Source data
----------

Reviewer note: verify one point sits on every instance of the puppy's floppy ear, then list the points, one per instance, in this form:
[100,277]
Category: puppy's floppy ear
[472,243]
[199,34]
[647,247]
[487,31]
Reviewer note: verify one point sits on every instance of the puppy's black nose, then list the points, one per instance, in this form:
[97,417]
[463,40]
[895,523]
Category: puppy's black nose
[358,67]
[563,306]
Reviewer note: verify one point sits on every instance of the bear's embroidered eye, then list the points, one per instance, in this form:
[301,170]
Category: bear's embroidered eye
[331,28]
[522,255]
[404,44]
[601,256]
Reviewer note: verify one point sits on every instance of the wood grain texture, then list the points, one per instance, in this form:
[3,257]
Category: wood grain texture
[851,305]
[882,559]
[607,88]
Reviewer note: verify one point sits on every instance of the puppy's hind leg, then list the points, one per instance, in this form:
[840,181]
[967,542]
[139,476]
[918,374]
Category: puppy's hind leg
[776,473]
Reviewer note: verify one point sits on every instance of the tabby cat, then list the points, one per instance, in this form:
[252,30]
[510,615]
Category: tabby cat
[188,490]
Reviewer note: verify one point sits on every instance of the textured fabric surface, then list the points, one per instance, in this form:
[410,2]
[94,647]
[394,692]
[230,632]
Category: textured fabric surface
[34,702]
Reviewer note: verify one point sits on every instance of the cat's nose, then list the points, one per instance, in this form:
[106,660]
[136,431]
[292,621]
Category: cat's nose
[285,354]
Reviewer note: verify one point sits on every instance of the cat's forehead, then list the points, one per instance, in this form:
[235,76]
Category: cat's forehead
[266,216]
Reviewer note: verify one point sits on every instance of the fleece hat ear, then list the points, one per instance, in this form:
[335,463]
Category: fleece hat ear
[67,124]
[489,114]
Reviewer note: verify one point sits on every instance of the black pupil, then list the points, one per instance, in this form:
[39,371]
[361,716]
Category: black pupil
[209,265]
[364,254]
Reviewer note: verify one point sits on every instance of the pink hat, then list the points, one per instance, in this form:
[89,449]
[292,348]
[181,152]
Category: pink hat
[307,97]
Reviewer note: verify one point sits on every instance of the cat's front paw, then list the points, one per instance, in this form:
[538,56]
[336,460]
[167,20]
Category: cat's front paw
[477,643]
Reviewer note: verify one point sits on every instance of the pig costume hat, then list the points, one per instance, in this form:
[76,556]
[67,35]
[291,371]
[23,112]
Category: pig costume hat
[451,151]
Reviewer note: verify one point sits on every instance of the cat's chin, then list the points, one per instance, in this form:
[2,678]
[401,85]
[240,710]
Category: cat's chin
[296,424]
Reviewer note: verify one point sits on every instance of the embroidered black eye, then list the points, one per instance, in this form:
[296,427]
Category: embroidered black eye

----------

EXERCISE PROMPT: Convert every line of the rows above into a Markdown table with the columns "No" and "Line," where "No" counts the lines in order. Skip any blank lines.

ANSWER TO THE PROBLEM:
| No | Line |
|---|---|
| 1 | Reviewer note: verify one point sits on every instance of the puppy's floppy ear, then list the points, one per instance, in this form: |
| 2 | [100,277] |
| 3 | Category: puppy's floppy ear |
| 4 | [472,243] |
| 5 | [199,34] |
| 6 | [647,247] |
| 7 | [487,31] |
| 8 | Reviewer note: verify one point sits on every instance of the puppy's black nose, then list the points, one per instance, in this form: |
| 9 | [97,417] |
| 10 | [463,40] |
| 11 | [895,523] |
| 12 | Category: puppy's black nose |
| 13 | [358,67] |
| 14 | [563,306] |
| 15 | Reviewer note: verify one point sits on every instance of the bear's embroidered eye, then list the points, one per instance, in this form: |
| 16 | [301,170] |
| 17 | Category: bear's embroidered eye |
| 18 | [331,28] |
| 19 | [522,255] |
| 20 | [404,44] |
| 21 | [601,256] |
| 22 | Reviewer note: verify one point sits on every instance of the wood grain texture, then list the points, one per instance, in this form: |
| 23 | [3,257] |
| 24 | Category: wood grain texture |
| 25 | [851,305] |
| 26 | [882,559] |
| 27 | [607,88] |
| 28 | Reviewer note: verify one point sits on every instance of the puppy's hind leg, then list the points, one per instance, in this form: |
| 29 | [840,181] |
| 30 | [967,542] |
| 31 | [139,476] |
| 32 | [918,374] |
| 33 | Category: puppy's hind leg |
| 34 | [776,473] |
| 35 | Reviewer note: verify one point sits on every instance of the tabby cat, then list the points, one per instance, in this form: |
| 36 | [252,30] |
| 37 | [510,615] |
| 38 | Category: tabby cat |
| 39 | [188,490] |
| 40 | Reviewer note: verify one point sits on every instance of the textured fabric surface, then list the points, one per instance, in this form: |
| 41 | [410,2] |
| 42 | [94,647] |
| 43 | [394,692] |
| 44 | [230,632] |
| 45 | Category: textured fabric surface |
| 46 | [34,702] |
| 47 | Reviewer note: verify one point sits on every instance of the cat's nose, then list the points, one per instance, in this form: |
| 48 | [106,660] |
| 49 | [136,431] |
| 50 | [292,621] |
| 51 | Category: cat's nose |
| 52 | [285,354] |
| 53 | Reviewer note: verify one point sits on every instance of the cat's forehead, then list the points, one per instance, in this form: |
| 54 | [235,76] |
| 55 | Category: cat's forehead |
| 56 | [266,216] |
| 57 | Reviewer note: verify one point sits on every instance of the fleece hat ear, then list the points, one per instance, in this form: |
| 58 | [335,463] |
| 59 | Category: fleece hat ear |
| 60 | [67,124] |
| 61 | [489,114] |
| 62 | Reviewer note: verify one point sits on every instance of the black pupil, then list the points, one per instance, in this form: |
| 63 | [39,371] |
| 64 | [361,716] |
| 65 | Category: black pupil |
| 66 | [209,265] |
| 67 | [364,254] |
| 68 | Reviewer note: verify one point sits on every instance of the pink hat, then list the points, one per instance, in this form: |
| 69 | [89,449] |
| 70 | [292,348] |
| 71 | [181,152] |
| 72 | Category: pink hat |
| 73 | [307,97] |
| 74 | Reviewer note: verify one point sits on every instance of the cat's front paw, then list the points, one per instance, in this form: |
| 75 | [538,56] |
| 76 | [336,460] |
| 77 | [167,20] |
| 78 | Category: cat's front paw |
| 79 | [477,643] |
| 80 | Reviewer note: verify one point sits on every instance of the pig costume hat, then list the points, one per instance, in this form: |
| 81 | [76,556] |
| 82 | [67,35] |
| 83 | [291,371] |
| 84 | [23,112] |
| 85 | Category: pig costume hat |
| 86 | [451,151] |
| 87 | Reviewer note: verify one point sits on every instance of the cat's chin, then list the points, one per instance, in this form: |
| 88 | [2,678] |
| 89 | [401,85] |
| 90 | [240,710] |
| 91 | Category: cat's chin |
| 92 | [296,424] |
| 93 | Reviewer note: verify one point sits on every instance of the embroidered black eye, then list the points, one per instance, in this form: |
| 94 | [296,427] |
| 95 | Category: embroidered black eye |